- Exercise tasks:
**a.** List every year that the Lizinca passage mentions.
**b.** Please write out the Lizinca passage starting with "He was a professor" and going on through "near the Carrousel.".

- Document segment:
The king helped to find a husband for Lizinca, and she accepted his choice.
She married Charles François Brisseau de Mirbel on 18 May 1824.
He was born on 27 March 1776, was 48 years old when they married and had been a widower for 13 years.
He was a member of the Académie des Sciences and a knight of the Legion of Honour.
He was a professor of botany at the Jardin des plantes.
The government gave the Mirbels a small apartment on the third floor of a house near the Carrousel.
James Fenimore Cooper visited Lizinca there in 1827. He noted that he had to climb up a narrow, steep and winding set of stairs, and observed that "M. de [Mirbel] is a man of talents and great respectability, and his wife is exceedingly clever, but they are not rich. He is a professor, and she is an artist."

- Supplied information:
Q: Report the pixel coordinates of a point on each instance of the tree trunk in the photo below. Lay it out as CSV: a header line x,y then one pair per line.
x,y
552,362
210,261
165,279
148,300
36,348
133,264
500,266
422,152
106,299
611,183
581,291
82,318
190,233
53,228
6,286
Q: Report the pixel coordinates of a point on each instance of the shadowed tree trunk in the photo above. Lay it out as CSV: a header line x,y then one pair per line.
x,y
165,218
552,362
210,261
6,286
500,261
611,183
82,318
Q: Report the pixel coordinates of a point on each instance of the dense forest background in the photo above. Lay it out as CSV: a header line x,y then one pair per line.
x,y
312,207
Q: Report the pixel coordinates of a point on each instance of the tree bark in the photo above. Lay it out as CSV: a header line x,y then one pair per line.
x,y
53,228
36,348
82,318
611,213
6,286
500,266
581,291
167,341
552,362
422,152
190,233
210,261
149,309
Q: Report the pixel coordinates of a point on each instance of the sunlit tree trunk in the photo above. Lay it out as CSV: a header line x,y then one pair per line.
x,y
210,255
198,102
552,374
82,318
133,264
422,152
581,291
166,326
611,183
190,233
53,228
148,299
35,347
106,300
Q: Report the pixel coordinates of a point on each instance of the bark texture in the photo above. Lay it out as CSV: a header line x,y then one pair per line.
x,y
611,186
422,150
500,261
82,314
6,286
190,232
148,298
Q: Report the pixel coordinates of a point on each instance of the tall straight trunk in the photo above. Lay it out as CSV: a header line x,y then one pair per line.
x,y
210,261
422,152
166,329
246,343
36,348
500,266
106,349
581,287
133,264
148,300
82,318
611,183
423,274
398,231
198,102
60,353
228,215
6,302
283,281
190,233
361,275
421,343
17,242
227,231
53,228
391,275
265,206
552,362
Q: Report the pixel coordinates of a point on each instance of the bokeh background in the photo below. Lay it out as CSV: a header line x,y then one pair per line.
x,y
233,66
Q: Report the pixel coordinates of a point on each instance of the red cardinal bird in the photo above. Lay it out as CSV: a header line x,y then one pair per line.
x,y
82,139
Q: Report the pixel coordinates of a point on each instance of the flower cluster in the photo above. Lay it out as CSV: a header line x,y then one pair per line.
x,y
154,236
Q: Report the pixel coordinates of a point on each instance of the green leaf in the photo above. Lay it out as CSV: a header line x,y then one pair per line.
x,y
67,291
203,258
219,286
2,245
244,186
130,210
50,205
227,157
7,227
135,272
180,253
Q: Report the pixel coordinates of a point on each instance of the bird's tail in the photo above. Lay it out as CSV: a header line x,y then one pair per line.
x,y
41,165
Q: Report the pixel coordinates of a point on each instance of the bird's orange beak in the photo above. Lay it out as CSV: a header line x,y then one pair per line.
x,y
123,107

- Answers to the exercise:
**a.** 1824, 1776, 1827

**b.**
He was a professor of botany at the Jardin des plantes.
The government gave the Mirbels a small apartment on the third floor of a house near the Carrousel.